-- Records provided --
--------------------------------------------------
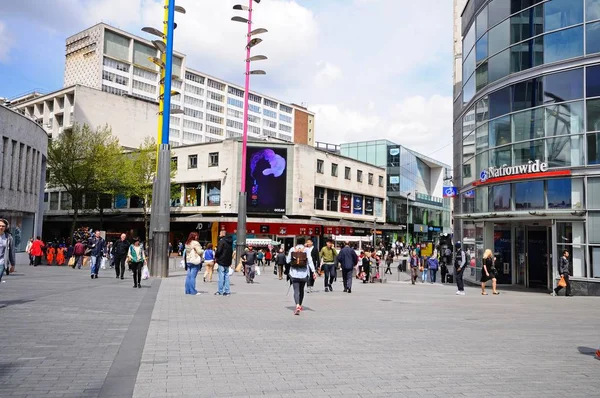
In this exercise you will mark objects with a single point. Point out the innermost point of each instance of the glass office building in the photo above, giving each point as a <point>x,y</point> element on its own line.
<point>526,139</point>
<point>414,190</point>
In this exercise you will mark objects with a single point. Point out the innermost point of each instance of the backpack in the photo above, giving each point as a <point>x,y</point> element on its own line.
<point>299,259</point>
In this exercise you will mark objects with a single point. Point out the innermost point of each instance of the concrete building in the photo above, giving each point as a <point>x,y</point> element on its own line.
<point>316,193</point>
<point>526,147</point>
<point>23,151</point>
<point>107,59</point>
<point>414,196</point>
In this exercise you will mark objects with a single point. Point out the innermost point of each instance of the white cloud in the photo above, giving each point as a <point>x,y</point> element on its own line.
<point>5,43</point>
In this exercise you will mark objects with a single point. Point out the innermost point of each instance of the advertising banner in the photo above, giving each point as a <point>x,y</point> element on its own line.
<point>266,180</point>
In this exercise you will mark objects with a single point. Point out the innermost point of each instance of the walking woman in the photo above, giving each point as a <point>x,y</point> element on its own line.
<point>209,262</point>
<point>193,259</point>
<point>136,260</point>
<point>488,272</point>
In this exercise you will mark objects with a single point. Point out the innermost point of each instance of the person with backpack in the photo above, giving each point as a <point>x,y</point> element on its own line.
<point>460,263</point>
<point>193,260</point>
<point>348,259</point>
<point>301,268</point>
<point>328,255</point>
<point>249,259</point>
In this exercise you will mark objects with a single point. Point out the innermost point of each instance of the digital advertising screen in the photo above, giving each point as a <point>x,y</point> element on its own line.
<point>266,179</point>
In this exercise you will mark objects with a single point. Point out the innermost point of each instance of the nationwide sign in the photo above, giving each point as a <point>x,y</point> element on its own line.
<point>533,169</point>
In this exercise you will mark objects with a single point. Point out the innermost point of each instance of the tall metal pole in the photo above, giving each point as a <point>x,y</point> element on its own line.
<point>163,57</point>
<point>160,235</point>
<point>242,204</point>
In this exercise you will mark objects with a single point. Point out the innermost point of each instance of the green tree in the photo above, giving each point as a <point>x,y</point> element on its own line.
<point>84,161</point>
<point>141,170</point>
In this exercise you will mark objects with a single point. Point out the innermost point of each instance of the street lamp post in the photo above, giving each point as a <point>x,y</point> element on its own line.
<point>242,196</point>
<point>161,213</point>
<point>407,213</point>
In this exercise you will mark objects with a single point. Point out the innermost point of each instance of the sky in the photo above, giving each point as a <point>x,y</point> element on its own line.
<point>369,69</point>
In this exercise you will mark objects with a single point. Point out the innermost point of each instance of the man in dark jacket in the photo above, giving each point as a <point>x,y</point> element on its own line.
<point>223,258</point>
<point>348,259</point>
<point>120,249</point>
<point>563,270</point>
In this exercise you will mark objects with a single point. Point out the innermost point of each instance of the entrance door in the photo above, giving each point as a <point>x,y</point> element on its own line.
<point>537,257</point>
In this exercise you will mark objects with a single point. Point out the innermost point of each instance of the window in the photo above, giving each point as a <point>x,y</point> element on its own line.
<point>192,161</point>
<point>213,159</point>
<point>194,78</point>
<point>213,193</point>
<point>332,200</point>
<point>529,195</point>
<point>319,198</point>
<point>319,166</point>
<point>217,85</point>
<point>559,193</point>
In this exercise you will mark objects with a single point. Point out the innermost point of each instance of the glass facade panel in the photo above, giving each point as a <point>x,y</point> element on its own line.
<point>592,10</point>
<point>563,44</point>
<point>565,151</point>
<point>564,119</point>
<point>500,197</point>
<point>592,32</point>
<point>528,125</point>
<point>528,151</point>
<point>529,195</point>
<point>593,81</point>
<point>562,13</point>
<point>563,86</point>
<point>499,66</point>
<point>559,193</point>
<point>593,115</point>
<point>500,133</point>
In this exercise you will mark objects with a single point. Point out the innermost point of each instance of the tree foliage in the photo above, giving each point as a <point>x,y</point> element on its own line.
<point>82,160</point>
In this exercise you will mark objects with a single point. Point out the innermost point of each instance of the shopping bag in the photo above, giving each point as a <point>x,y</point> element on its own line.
<point>562,282</point>
<point>145,273</point>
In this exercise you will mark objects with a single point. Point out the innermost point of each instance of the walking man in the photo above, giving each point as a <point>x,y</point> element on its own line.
<point>460,262</point>
<point>120,250</point>
<point>563,270</point>
<point>97,245</point>
<point>223,258</point>
<point>348,259</point>
<point>328,255</point>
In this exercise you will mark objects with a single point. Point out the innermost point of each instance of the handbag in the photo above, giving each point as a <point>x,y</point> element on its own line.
<point>562,282</point>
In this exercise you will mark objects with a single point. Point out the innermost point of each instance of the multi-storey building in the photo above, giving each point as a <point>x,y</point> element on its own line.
<point>106,59</point>
<point>526,147</point>
<point>306,193</point>
<point>416,209</point>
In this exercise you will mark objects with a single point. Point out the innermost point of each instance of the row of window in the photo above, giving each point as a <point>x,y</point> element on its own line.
<point>347,172</point>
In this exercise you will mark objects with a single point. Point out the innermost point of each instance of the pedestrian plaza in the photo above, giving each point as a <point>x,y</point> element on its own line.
<point>65,335</point>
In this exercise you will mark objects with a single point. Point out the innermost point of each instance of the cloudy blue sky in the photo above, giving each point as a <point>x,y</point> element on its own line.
<point>368,68</point>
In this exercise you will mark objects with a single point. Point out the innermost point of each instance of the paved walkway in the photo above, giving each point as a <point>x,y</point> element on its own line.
<point>64,335</point>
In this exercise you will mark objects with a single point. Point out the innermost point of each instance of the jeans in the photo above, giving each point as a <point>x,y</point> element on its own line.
<point>298,290</point>
<point>433,275</point>
<point>329,274</point>
<point>190,279</point>
<point>96,261</point>
<point>459,281</point>
<point>120,265</point>
<point>347,277</point>
<point>223,279</point>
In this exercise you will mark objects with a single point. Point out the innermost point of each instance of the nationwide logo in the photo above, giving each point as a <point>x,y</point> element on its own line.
<point>531,167</point>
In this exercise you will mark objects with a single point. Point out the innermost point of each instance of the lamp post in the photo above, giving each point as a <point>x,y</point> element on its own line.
<point>160,213</point>
<point>250,42</point>
<point>407,213</point>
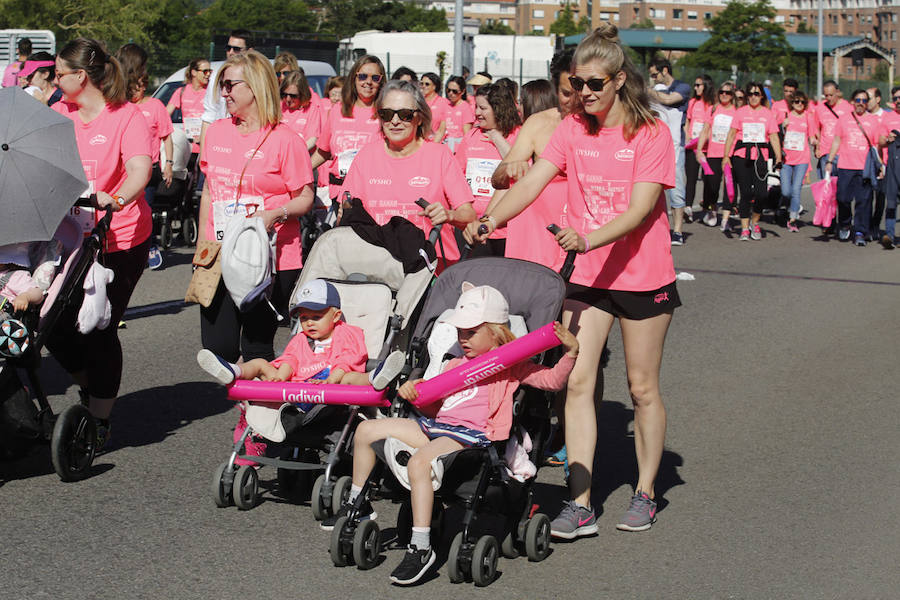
--------------------------------------------------
-- Problem details --
How many lines in the data above contain the string "advertising"? Case counts. Reply with the number alone.

-- Written response --
2